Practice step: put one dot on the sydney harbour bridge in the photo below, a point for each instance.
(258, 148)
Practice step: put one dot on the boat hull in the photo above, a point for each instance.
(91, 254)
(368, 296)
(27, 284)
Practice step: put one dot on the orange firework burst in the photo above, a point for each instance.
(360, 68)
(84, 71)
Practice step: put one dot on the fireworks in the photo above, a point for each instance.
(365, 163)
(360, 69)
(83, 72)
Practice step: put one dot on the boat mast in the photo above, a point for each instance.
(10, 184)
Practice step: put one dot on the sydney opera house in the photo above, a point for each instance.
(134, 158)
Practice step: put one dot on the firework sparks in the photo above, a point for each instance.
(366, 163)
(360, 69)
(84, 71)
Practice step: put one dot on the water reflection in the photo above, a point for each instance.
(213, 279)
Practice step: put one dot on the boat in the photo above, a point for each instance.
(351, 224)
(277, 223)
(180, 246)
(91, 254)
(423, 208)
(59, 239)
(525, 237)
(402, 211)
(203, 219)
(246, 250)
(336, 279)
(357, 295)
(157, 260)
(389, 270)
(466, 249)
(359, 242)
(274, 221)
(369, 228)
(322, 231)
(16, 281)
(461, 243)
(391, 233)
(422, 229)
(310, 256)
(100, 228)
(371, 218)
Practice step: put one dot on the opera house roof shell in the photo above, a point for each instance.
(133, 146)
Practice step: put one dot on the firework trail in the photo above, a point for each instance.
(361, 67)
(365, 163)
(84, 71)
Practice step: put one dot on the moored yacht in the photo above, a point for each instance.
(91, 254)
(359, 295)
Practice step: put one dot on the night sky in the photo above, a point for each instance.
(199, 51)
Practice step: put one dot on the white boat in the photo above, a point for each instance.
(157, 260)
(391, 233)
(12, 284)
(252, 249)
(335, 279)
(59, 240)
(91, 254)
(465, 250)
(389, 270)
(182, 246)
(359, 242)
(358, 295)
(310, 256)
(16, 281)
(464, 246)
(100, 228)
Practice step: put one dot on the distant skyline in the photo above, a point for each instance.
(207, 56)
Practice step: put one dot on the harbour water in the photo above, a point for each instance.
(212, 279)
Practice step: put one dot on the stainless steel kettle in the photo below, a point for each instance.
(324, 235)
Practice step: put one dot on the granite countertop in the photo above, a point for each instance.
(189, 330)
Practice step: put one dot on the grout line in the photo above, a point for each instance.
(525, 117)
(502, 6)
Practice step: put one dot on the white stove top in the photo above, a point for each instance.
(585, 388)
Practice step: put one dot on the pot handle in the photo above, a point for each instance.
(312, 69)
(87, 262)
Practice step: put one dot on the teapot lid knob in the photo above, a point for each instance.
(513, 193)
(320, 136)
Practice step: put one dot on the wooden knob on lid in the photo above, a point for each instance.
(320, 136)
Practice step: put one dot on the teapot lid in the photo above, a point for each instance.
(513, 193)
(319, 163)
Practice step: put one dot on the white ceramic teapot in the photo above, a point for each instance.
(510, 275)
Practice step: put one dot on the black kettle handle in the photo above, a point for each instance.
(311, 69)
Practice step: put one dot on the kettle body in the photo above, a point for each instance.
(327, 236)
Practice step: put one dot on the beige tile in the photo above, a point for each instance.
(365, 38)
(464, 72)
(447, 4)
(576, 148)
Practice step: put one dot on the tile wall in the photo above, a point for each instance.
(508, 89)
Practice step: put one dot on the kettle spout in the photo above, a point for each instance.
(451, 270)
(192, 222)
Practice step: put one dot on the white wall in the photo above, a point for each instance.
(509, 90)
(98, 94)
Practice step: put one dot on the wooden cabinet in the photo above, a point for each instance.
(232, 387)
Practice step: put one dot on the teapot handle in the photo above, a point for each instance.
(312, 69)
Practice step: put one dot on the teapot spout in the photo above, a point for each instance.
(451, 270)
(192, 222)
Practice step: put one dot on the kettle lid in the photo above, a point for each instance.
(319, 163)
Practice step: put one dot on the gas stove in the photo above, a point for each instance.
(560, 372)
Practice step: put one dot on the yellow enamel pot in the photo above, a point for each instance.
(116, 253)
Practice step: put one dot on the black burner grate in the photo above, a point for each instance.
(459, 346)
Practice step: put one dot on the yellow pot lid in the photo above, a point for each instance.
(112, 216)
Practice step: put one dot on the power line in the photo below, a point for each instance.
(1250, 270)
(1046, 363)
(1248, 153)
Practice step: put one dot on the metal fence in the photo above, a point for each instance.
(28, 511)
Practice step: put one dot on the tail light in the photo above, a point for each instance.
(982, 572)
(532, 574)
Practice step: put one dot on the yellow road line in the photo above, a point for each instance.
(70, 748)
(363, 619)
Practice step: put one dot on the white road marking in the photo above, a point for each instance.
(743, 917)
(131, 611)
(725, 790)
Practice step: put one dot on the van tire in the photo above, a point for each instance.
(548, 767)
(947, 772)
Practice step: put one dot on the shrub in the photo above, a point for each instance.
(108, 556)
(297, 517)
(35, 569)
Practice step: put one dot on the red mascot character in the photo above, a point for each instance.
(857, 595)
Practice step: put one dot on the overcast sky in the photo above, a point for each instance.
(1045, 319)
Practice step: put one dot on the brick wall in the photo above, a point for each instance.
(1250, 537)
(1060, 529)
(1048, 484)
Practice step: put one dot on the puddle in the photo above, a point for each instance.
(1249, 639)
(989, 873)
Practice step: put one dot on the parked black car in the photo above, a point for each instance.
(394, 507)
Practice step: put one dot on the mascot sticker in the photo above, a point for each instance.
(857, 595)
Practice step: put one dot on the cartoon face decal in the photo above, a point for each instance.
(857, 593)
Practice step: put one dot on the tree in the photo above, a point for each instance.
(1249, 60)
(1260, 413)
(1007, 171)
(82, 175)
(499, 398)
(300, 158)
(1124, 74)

######

■ **PROBLEM STATEMENT**: Rewrite all of the data above as a numbered list, omitting any blank lines.

■ **SOLUTION**:
1. Practice step: put one dot on the sydney harbour bridge in the photo below, a point for each instance.
2. (258, 148)
3. Practice step: put one dot on the boat hull in the photo above, a point for each instance.
4. (91, 254)
5. (368, 296)
6. (27, 284)
7. Practice step: put one dot on the orange firework burst in the photo above, a point for each instance.
8. (360, 68)
9. (84, 71)
10. Practice step: put one dot on the fireworks in the photo above, a point for each instance.
11. (365, 163)
12. (360, 69)
13. (83, 72)
14. Practice step: put one dot on the boat mast in the photo above, a point for each instance.
15. (10, 184)
16. Practice step: put one dot on the sydney opera house in the photo above, a point for each instance.
17. (134, 158)
18. Practice step: put one dot on the firework sparks in the photo above, a point for each instance.
19. (366, 163)
20. (360, 69)
21. (84, 71)
22. Practice step: put one dot on the water reflection in the photo above, a point for each instance.
23. (213, 279)
24. Practice step: put one dot on the boat in the photo above, a point for each instance.
25. (351, 224)
26. (277, 223)
27. (180, 246)
28. (91, 254)
29. (423, 208)
30. (59, 239)
31. (525, 237)
32. (402, 211)
33. (203, 219)
34. (246, 250)
35. (336, 279)
36. (357, 295)
37. (157, 260)
38. (389, 270)
39. (466, 249)
40. (359, 242)
41. (274, 221)
42. (369, 228)
43. (322, 231)
44. (16, 281)
45. (461, 243)
46. (391, 233)
47. (422, 229)
48. (310, 256)
49. (100, 228)
50. (371, 218)
51. Practice step: put one dot on the opera house roof shell in the photo above, a point for each instance.
52. (133, 146)
53. Practice step: put one dot on the firework trail in the photo above, a point for each instance.
54. (361, 67)
55. (365, 163)
56. (84, 71)
57. Practice step: put one dot on the moored yacht in the photo above, a point for each instance.
58. (91, 254)
59. (359, 295)
60. Practice step: put one dot on the night sky in the photo above, a point for each instance.
61. (199, 51)
62. Practice step: put one dot on the white boat in the photo above, a point for each instance.
63. (157, 260)
64. (391, 233)
65. (12, 284)
66. (252, 249)
67. (335, 279)
68. (59, 240)
69. (91, 254)
70. (465, 250)
71. (389, 270)
72. (182, 246)
73. (359, 242)
74. (358, 295)
75. (310, 256)
76. (16, 281)
77. (464, 246)
78. (100, 228)
79. Practice step: put one dot on the distant skyline in the photo above, a point for each instance.
80. (207, 56)
81. Practice step: put one dot on the harbour water in the photo above, a point for each instance.
82. (212, 279)
83. Practice step: put one dot on the stainless steel kettle in the photo below, a point for each instance.
84. (324, 235)
85. Practice step: put one dot on the granite countertop in the photo above, a point for each instance.
86. (189, 330)
87. Practice step: put one dot on the grout line in the photo above, a point for each instance.
88. (525, 117)
89. (502, 6)
90. Practice step: put one dot on the white stove top in the photo above, a point for each instance.
91. (585, 388)
92. Practice step: put one dot on the pot handle in the photo above, a point for each instance.
93. (312, 69)
94. (87, 262)
95. Practice step: put one dot on the teapot lid knob in the photo above, a point for each instance.
96. (513, 193)
97. (320, 136)
98. Practice step: put one dot on the wooden knob on lid in the photo above, a point for each instance.
99. (320, 136)
100. Practice step: put one dot on the teapot lid in the photo above, a point for each instance.
101. (513, 193)
102. (319, 163)
103. Practice step: put one dot on the white ceramic teapot in the photo above, a point for each instance.
104. (510, 275)
105. Practice step: put one dot on the black kettle handle in the photo above, a point for each instance.
106. (311, 69)
107. Practice step: put one dot on the kettle body in the photo above, a point for each instance.
108. (327, 236)
109. Practice step: put one dot on the beige tile in the photo above, a point for each instance.
110. (365, 38)
111. (464, 72)
112. (447, 4)
113. (576, 148)
114. Practice step: put one dot on the tile wall in the photo above, a point for each instance.
115. (508, 89)
116. Practice step: put one dot on the kettle spout in the photo above, a point for each instance.
117. (451, 270)
118. (192, 222)
119. Practice step: put one dot on the white wall in the photo above, a point for each instance.
120. (509, 90)
121. (98, 94)
122. Practice step: put one dot on the wooden cabinet in the photo above, a point for each instance.
123. (232, 387)
124. Practice step: put one dot on the teapot handle in the photo above, a point for each instance.
125. (312, 69)
126. Practice step: put one dot on the teapot spout in the photo above, a point for each instance.
127. (451, 270)
128. (192, 222)
129. Practice step: put one dot on the kettle lid in the photo above, a point for each instance.
130. (319, 163)
131. Practice step: put one dot on the gas stove in the photo above, a point for each instance.
132. (560, 372)
133. Practice step: put one dot on the yellow enamel pot in the photo above, a point for each instance.
134. (116, 253)
135. Practice step: put one dot on the black burner grate in the photo above, a point for each instance.
136. (459, 346)
137. Practice step: put one dot on the yellow pot lid in the photo above, a point for each instance.
138. (112, 216)
139. Practice step: put one dot on the power line in the photo below, a point for each instance.
140. (1250, 270)
141. (1046, 363)
142. (1248, 153)
143. Practice step: put one dot on the metal fence in the photo above, a point for each instance.
144. (28, 511)
145. Practice step: put one dot on the tail light in the photo above, a point for each instance.
146. (982, 572)
147. (532, 574)
148. Practice step: put one dot on the yellow road line in the photo above, a point for each instance.
149. (70, 748)
150. (363, 619)
151. Practice step: put one dot on the white road marking in the photo above, a point for each instance.
152. (743, 917)
153. (131, 611)
154. (725, 790)
155. Practice step: put one dot on the van tire in the photo above, a point for each instance.
156. (548, 767)
157. (947, 772)
158. Practice step: put one dot on the shrub in the photo above, a point for each instance.
159. (108, 556)
160. (297, 517)
161. (35, 569)
162. Practice step: put one dot on the red mascot character in the photo above, a point for each instance.
163. (857, 595)
164. Practice step: put one dot on the overcast sky in the photo above, a point for each instance.
165. (1045, 319)
166. Practice step: put one dot on the brick wall in the photo above, a point for each instance.
167. (1250, 537)
168. (1060, 529)
169. (1048, 484)
170. Practice step: put one dot on the puddle in the photo above, a point for each instance.
171. (1249, 639)
172. (989, 873)
173. Practice step: put one dot on the parked black car in the photo above, a point for each instance.
174. (394, 507)
175. Practice step: put one dot on the mascot sticker in the photo above, a point for each instance.
176. (857, 595)
177. Practice step: put one dot on the cartoon face decal in the photo above, a point for each instance.
178. (857, 593)
179. Practice step: put one dot on the tree in the photo above, a point for each instance.
180. (1249, 60)
181. (1260, 413)
182. (1007, 171)
183. (82, 175)
184. (499, 398)
185. (300, 158)
186. (1124, 74)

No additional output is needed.